In alternative embodiments, apparatuses, systems, devices, techniques, processes and methods for electrocoagulation of a fluid are disclosed.

This Summary introduces a selection of concepts in a simplified form that are further described below in the Detailed Description. This Summary is not intended to identify key features or essential characteristics of the claimed subject matter, nor is it intended to be used as an aid in determining the scope of the claimed subject matter.

Additional features and advantages will be set forth in the description which follows, and in part will be obvious from the description, or may be learned by practice. The features and advantages may be realized and obtained by means of the instruments and combinations particularly pointed out in the appended claims. These and other features will become more fully apparent from the following description and appended claims.

BRIEF DESCRIPTION OF THE DRAWINGS

Figure 1 is a schematic illustration of an exemplary operating environment of an electrocoagulation apparatus.

Figure 2 is a schematic illustration of an embodiment of an electrocoagulation apparatus.

Figure 3 A is a perspective view of the electrocoagulation apparatus of Figure 2.

Figure 3B is a perspective view of the electrocoagulation apparatus of Figure 3A with some features omitted.

Figures 4A-4B are perspective views of the electrocoagulation apparatus of Figure 3A with some features omitted.

Figures 5A-5B are perspective views of the electrocoagulation apparatus of Figure 3A with some features omitted.

Figure 6 is a section view of the electrocoagulation apparatus taken along view line 6-6 of Figure 4A. Figures 7A-7B are section views of the electrocoagulation apparatus taken along view line 7-7 of Figure 4A.

Figures 7C-7D are section views of alternative configurations of the electrocoagulation apparatus.

Figure 8 is a section view of an alternative embodiment of an electrocoagulation apparatus.

DETAILED DESCRIPTION

For purposes of promoting an understanding of the present disclosure, reference will now be made to the following embodiments and specific language will be used to describe the same. It will nevertheless be understood that no limitation of the scope of the disclosure is thereby intended, such alterations and further modifications in the described subject matter, and such further applications of the disclosed principles as described herein being contemplated as would normally occur to one skilled in the art to which the disclosure relates.

The terms and words used in the following description and claims are not limited to the bibliographical meanings, but, are merely used to enable a clear and consistent understanding of the disclosure. It is to be understood that the singular forms "a," "an," and "the" include plural referents unless the context clearly dictates otherwise. Thus, for example, reference to "a component surface" includes reference to one or more of such surfaces.

• **Given material**
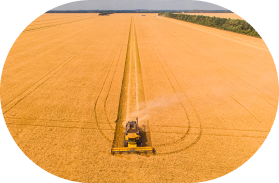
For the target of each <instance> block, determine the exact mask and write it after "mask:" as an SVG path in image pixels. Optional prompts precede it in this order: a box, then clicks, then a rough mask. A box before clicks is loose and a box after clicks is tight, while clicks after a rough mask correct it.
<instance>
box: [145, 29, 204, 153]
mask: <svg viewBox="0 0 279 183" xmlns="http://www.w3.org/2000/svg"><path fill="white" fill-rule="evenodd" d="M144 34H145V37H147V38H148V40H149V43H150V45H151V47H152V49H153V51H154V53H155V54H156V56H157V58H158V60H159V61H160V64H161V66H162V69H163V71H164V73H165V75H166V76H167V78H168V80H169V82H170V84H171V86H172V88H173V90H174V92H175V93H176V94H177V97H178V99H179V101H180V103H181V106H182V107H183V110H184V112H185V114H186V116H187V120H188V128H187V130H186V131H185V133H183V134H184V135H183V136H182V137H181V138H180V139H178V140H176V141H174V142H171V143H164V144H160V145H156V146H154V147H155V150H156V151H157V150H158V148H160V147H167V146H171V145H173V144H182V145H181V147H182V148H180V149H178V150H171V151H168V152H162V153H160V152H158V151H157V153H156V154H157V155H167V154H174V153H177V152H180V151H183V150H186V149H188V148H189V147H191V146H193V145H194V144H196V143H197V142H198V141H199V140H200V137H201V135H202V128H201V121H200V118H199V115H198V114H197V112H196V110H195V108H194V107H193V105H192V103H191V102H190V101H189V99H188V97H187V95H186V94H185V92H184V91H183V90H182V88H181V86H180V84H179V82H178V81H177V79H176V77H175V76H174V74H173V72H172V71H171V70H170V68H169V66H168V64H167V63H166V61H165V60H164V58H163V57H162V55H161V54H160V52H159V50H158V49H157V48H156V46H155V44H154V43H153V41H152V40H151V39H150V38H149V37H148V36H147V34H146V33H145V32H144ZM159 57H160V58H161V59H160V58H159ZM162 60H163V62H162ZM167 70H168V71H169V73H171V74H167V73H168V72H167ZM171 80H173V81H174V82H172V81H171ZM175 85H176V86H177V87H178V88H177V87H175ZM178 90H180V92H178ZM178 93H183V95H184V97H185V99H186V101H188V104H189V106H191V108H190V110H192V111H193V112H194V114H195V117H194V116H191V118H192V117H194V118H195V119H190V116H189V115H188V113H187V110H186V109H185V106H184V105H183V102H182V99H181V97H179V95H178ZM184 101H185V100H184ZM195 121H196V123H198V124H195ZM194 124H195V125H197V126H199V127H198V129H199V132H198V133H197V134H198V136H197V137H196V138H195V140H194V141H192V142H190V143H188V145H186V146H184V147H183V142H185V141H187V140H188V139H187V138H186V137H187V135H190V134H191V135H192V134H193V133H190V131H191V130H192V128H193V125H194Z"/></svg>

• **Activity list**
- 1) In the electrocoagulation text, condense the paragraph beginning "Additional features and advantages" into a short bulleted list that keeps its main points.
- 2) Translate this sentence from the electrocoagulation text into Spanish: "Figure 2 is a schematic illustration of an embodiment of an electrocoagulation apparatus."
The listing plays no part in this work.

• **Numbered answers**
- 1)
- Further features and advantages are set out in the description that follows. Some are obvious from it, and others may be learned by practice.
- They may be realized and obtained through the instruments and combinations pointed out in the appended claims.
- These and other features will become more fully apparent from the description and the appended claims.

- 2) La Figura 2 es una ilustración esquemática de una realización de un aparato de electrocoagulación.